## Action item
The records below should be printed once more, exactly as they appear.

══════════

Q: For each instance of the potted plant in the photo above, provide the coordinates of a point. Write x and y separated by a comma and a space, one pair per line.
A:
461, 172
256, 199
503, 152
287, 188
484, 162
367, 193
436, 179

══════════

## Answer area
Q: For each instance of the potted plant in the photo above, provide the coordinates of a point. Write x and y separated by a comma and a space, one pair per line.
A:
461, 172
256, 199
503, 152
287, 188
484, 162
367, 193
436, 179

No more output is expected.